**Challenges**:
A. According to the Burbage Road passage, what message was written on the back of the envelope that arrived around the 23rd June?
B. Retype the portion of the Burbage Road passage starting at "Eileen’s mother wrote" and ending at "what had happened.".

## begin Supplied passage

Just over three years later the road had a further multiple fatality when a V1 Flying bomb exploded on a row of houses between the entrance to the Velodrome and Turney Road..
Eileen Thorn who is a member of the Dulwich Society and was born in Pickwick Road recalls the incident clearly. “My mother and father had decided before the war that our house was not big enough for them and my sister Molly and myself and Father bought number 118 Burbage Road, just around the corner.”
Both Eileen and Molly had joined the ATS (Auxiliary Territorial Service) early in the war and in February 1944 Eileen was stationed at Portsmouth where she was employed in working on the logistics for DDay and the days and weeks afterwards. She recalls watching the landing and assault craft sail out of the harbour. She and her fellow women soldiers attached to the War Office were billeted in a number of old forts along the harbour and she says it was an eerie experience, when, after finishing her shift, which began at 1pm and often finished at 1am, to find her way in the pitch dark back to these forbidding quarters which the ATS shared with the WRENS (Women’s Royal Emergency Naval Service).
Eileen’s mother wrote every week, there were no telephone calls in those wartime days. Around the 23rd June the usual letter arrived but written on the back of the envelope was the message ‘Bombed out and at Auntie Win’s’. Eileen was devastated, only a few days before she had celebrated her 21st birthday by driving to Winchester in a borrowed jeep and enjoyed her first-ever cocktail. Her understanding commanding officer gave her a 24 hour pass to travel up to London and find out what had happened.
Eileen says that when she arrived on a tram at Herne Hill from Waterloo she walked down the opposite side of Burbage Road with her eyes averted. She did not want to look at the devastation wrought on her home and those of her neighbours. “When I got opposite, I looked up. The walls were still standing at 118 but the houses to the left were gone.”
She found her mother at her aunt’s and was distressed to discover that the family’s cat, Dido had been missing for three days despite her mother searching for it. “That cat will come back” her mother exclaimed. And so it did a few days later when a passer-by delivered Dido, none the worse for wear, to 100 Turney Road. Indeed the charmed life of Dido stretched to an amazing 19 years.

## end Supplied passage
## begin Raw data

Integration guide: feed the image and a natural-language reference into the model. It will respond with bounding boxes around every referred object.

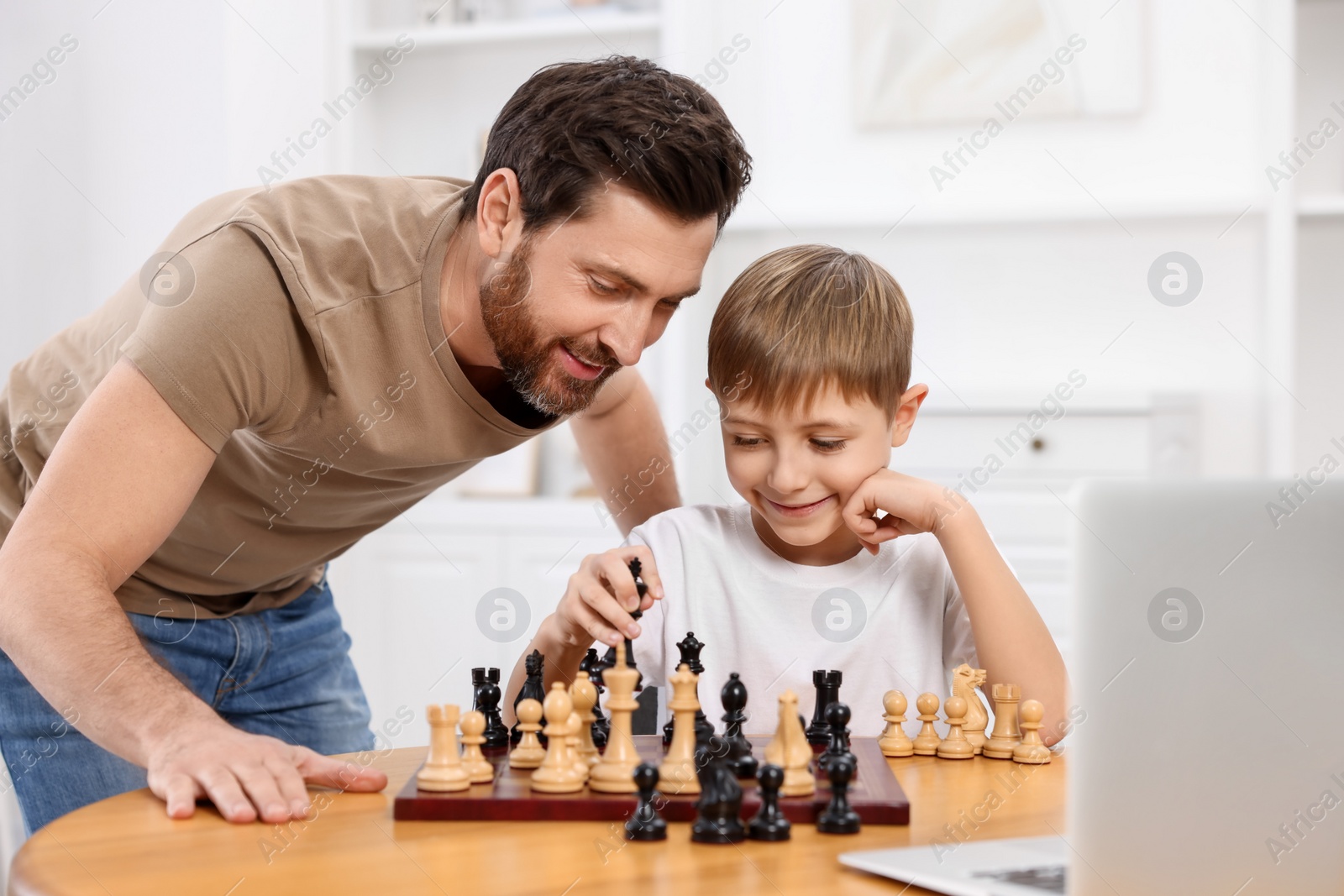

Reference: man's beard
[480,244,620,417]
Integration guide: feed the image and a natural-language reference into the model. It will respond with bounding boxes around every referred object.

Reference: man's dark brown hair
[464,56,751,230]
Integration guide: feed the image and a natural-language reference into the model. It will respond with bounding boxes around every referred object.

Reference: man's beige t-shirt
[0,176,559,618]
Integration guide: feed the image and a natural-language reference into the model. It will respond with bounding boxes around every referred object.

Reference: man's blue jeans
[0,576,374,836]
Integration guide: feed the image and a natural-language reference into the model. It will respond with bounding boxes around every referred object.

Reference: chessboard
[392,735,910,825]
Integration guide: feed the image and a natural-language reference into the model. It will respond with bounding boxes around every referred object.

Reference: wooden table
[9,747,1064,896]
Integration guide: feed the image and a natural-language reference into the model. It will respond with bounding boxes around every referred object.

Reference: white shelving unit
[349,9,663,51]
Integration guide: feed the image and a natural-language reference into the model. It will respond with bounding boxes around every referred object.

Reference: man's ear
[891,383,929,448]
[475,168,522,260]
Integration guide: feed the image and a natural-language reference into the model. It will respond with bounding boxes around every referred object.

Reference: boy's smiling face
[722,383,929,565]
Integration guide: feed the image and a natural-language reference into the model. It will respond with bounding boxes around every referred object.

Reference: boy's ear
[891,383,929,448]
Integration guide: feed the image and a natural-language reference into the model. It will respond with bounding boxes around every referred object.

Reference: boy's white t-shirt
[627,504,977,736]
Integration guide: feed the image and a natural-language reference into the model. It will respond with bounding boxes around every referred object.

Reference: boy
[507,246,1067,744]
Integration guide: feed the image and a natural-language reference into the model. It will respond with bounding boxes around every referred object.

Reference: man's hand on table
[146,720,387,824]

## end Raw data
## begin Raw data

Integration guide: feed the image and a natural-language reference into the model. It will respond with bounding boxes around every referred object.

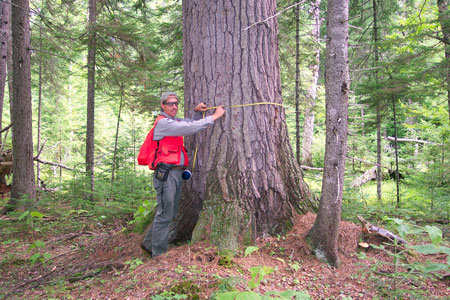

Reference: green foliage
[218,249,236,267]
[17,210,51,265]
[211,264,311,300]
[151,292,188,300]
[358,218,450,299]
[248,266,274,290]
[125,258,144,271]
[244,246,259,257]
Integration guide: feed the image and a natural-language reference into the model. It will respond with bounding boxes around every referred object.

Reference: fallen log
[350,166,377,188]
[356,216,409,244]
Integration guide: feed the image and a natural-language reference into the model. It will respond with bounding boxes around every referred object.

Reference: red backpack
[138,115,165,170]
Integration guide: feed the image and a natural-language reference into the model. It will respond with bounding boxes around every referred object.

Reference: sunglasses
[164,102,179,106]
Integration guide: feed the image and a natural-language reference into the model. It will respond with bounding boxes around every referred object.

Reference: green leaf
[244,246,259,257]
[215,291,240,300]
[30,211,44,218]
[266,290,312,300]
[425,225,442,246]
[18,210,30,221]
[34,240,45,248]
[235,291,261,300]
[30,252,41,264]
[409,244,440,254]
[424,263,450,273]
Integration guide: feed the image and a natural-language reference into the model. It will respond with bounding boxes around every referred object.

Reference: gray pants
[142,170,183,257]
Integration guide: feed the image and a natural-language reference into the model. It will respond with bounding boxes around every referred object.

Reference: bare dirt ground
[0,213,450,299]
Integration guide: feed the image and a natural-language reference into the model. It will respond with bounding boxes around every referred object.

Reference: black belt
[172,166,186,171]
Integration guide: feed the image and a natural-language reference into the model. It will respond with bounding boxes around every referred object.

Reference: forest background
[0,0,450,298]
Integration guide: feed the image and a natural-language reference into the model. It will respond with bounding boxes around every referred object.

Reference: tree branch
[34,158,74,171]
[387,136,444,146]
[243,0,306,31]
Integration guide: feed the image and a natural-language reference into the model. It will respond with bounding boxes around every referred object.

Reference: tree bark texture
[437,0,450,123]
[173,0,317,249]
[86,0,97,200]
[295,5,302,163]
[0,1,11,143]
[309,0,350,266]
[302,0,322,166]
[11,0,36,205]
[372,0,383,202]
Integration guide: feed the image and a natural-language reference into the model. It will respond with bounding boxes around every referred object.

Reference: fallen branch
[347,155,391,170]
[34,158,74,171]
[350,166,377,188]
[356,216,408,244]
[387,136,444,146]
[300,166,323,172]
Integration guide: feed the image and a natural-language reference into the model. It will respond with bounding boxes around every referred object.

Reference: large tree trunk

## end Raw data

**Answers for this exercise**:
A. 'Bombed out and at Auntie Win's'

B.
Eileen’s mother wrote every week, there were no telephone calls in those wartime days. Around the 23rd June the usual letter arrived but written on the back of the envelope was the message ‘Bombed out and at Auntie Win’s’. Eileen was devastated, only a few days before she had celebrated her 21st birthday by driving to Winchester in a borrowed jeep and enjoyed her first-ever cocktail. Her understanding commanding officer gave her a 24 hour pass to travel up to London and find out what had happened.